▸ PAGE EXCERPT
-*-

To coincide with Buy Nothing Day this Saturday, here's a small history highlighting amongst other things how The Bullring has changed from being a public meeting place of much earthly pleasures to something a little more intangible; a place where lifestyles are sold back to us at a premium.

a SMALL RADICAL HISTORY of BYRMYNGHAM

"By the united voice of our historians, it appears, that as the Saxons conquered province after province, which was effected in about one hundred and thirty years, the unfortunate Britons retreated into Wales:
But the danger lies with the man of substance, and the greater that substance, the greater his anxiety to preserve it, and the more danger to himself if conquered: These were the people who retreated into Wales. Neither must we consider the wealth of that day to consist of bags of cash, bills of exchange, India bonds, bank stock, etc. no such thing existed. Property lay in the land, and the herds that fed upon it.

The Saxons, as conquerors, were too proud to follow the modes of the conquered, therefore they introduced government, laws, language, customs and habits of their own.
Hence we date the division of the kingdom into manors.

-*-

▸ DIRECTION A
Translate this sentence from the history excerpt into Spanish: "Hence we date the division of the kingdom into manors."
▸ DIRECTION B
According to the history excerpt, what did the Saxons bring in of their own? List every item.
▸ DIRECTION C
In the history excerpt, reproduce the part that opens with the words containing "a SMALL RADICAL" and closes with "fed upon it.".

▸ STORED DATA
-*-

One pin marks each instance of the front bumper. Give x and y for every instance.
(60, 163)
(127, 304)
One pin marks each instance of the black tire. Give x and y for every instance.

-*-

▸ WRITTEN REPLY A
De ahí datamos la división del reino en señoríos.

▸ WRITTEN REPLY B
government, laws, language, customs, habits

▸ WRITTEN REPLY C
a SMALL RADICAL HISTORY of BYRMYNGHAM

"By the united voice of our historians, it appears, that as the Saxons conquered province after province, which was effected in about one hundred and thirty years, the unfortunate Britons retreated into Wales:
But the danger lies with the man of substance, and the greater that substance, the greater his anxiety to preserve it, and the more danger to himself if conquered: These were the people who retreated into Wales. Neither must we consider the wealth of that day to consist of bags of cash, bills of exchange, India bonds, bank stock, etc. no such thing existed. Property lay in the land, and the herds that fed upon it.